RAW RECORDS:
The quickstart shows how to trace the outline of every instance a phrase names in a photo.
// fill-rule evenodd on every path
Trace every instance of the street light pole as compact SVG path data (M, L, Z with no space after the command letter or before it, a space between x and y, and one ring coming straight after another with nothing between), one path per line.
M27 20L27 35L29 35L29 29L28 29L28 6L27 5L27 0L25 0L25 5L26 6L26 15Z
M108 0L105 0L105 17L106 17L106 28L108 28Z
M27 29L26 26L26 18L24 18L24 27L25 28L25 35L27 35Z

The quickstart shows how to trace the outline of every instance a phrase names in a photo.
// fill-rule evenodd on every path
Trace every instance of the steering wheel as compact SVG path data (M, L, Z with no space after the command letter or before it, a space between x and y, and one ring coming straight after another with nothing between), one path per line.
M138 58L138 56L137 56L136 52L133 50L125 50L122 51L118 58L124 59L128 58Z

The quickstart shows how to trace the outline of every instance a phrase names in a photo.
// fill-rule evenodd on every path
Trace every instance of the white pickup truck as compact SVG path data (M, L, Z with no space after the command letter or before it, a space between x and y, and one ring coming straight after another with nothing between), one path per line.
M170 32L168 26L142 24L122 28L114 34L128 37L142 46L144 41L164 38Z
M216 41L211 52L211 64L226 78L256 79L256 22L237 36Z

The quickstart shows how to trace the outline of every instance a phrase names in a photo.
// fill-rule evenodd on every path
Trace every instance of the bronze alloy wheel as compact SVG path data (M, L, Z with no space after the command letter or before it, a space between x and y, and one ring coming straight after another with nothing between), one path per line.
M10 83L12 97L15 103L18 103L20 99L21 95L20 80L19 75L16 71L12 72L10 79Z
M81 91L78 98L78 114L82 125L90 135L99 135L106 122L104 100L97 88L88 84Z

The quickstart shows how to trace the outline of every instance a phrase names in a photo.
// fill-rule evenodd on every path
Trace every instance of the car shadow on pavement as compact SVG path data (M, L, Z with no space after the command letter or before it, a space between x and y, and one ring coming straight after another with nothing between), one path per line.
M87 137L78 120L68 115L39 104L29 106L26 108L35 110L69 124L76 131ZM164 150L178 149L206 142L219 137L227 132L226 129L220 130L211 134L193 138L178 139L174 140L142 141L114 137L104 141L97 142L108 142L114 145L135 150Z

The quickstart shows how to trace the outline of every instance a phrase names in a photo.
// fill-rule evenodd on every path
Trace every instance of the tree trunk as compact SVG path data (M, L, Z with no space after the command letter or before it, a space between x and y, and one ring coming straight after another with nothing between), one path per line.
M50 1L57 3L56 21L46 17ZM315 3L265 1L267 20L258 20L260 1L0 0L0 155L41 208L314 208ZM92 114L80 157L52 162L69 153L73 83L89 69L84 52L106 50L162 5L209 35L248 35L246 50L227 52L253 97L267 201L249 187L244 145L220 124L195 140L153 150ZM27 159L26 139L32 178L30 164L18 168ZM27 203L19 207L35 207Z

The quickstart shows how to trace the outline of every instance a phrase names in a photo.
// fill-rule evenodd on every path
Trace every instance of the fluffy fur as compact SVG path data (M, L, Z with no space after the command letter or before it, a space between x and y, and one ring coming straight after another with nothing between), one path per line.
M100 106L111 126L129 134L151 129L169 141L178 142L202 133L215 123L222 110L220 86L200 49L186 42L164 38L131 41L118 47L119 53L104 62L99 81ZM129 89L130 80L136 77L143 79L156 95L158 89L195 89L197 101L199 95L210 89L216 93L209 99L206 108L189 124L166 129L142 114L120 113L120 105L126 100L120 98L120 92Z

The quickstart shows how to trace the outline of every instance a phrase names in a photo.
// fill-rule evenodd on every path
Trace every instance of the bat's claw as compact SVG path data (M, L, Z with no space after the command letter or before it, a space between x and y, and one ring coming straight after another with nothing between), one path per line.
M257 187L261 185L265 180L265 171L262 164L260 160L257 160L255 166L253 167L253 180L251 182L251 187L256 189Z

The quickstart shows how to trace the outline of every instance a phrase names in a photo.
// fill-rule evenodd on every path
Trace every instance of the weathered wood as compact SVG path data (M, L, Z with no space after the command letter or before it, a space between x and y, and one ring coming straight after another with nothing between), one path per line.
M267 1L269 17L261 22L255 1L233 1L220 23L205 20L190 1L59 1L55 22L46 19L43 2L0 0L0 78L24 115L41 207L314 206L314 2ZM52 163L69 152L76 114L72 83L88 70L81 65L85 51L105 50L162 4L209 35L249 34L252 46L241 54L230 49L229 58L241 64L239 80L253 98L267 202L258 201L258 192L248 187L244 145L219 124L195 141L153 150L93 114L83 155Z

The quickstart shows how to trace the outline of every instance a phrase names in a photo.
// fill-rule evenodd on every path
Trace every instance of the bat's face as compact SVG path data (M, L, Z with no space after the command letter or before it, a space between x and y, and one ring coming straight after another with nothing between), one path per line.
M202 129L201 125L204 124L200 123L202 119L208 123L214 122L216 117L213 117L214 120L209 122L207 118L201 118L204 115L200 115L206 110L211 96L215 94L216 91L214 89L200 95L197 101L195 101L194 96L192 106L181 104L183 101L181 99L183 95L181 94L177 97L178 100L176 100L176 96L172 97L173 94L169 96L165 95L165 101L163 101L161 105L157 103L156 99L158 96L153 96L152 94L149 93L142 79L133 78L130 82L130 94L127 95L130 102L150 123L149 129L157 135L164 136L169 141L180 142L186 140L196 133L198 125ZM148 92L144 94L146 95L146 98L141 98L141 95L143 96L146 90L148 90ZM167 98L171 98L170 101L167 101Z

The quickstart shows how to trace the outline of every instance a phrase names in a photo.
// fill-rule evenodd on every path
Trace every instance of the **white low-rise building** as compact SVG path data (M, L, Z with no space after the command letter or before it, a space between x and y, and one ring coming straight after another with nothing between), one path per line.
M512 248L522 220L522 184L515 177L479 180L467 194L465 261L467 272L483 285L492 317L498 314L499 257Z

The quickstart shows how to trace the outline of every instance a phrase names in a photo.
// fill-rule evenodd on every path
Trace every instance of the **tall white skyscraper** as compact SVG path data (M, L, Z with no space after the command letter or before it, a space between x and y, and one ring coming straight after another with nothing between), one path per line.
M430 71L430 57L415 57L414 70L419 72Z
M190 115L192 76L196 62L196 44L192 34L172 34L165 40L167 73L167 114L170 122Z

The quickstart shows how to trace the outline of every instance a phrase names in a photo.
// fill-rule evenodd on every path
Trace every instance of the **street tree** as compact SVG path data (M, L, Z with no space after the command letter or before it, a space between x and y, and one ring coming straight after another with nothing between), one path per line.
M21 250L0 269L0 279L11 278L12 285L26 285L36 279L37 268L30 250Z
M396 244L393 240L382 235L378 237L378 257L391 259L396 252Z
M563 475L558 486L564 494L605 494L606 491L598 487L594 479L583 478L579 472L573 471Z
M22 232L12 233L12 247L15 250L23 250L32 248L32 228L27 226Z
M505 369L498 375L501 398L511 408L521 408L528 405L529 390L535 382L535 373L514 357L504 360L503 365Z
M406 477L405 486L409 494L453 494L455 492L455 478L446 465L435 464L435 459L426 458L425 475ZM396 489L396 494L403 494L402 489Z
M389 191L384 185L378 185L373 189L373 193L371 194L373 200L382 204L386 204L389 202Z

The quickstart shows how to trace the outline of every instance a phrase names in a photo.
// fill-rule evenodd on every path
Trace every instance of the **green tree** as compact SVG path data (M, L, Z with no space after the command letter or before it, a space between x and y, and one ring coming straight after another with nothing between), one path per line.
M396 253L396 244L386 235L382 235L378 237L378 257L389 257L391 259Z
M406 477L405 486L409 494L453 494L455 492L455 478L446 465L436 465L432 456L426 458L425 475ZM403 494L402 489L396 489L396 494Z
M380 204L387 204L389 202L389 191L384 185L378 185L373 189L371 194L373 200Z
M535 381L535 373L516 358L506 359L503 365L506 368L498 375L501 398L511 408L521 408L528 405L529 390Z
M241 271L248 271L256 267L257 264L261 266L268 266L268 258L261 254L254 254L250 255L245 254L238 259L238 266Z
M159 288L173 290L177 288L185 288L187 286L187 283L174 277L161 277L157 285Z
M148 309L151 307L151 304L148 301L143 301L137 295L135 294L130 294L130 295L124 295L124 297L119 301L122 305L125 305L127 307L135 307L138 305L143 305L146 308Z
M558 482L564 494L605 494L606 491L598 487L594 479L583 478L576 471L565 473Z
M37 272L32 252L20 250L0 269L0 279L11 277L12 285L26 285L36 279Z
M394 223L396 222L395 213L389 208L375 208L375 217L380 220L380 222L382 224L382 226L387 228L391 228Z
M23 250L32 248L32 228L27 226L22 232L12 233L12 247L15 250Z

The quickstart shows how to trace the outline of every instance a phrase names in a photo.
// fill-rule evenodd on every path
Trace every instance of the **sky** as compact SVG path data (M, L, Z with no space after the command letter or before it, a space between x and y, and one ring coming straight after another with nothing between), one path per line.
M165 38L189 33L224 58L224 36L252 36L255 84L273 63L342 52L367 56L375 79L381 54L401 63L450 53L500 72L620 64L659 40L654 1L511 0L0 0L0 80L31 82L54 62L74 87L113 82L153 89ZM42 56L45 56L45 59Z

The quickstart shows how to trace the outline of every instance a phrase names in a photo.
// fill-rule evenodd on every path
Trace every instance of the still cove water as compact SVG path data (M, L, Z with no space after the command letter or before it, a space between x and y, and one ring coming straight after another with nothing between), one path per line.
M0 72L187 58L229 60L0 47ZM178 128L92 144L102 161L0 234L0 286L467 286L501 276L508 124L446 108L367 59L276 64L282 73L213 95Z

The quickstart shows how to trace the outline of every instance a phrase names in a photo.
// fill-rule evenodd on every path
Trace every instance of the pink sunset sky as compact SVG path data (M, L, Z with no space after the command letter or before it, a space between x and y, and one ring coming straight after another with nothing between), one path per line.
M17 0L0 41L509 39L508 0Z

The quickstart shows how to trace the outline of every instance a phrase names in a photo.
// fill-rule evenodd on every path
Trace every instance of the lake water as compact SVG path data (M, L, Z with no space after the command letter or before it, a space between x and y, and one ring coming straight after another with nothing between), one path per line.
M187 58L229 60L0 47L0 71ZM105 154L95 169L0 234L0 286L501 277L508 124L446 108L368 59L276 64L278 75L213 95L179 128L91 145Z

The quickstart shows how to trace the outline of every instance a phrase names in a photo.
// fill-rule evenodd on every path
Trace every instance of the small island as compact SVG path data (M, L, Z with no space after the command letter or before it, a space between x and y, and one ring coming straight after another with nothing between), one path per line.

TASK TO CARRY OUT: Please count the lines above that contain the string "street", treating uppercase and lowercase as different, and give only that number.

WRITTEN SOLUTION: 2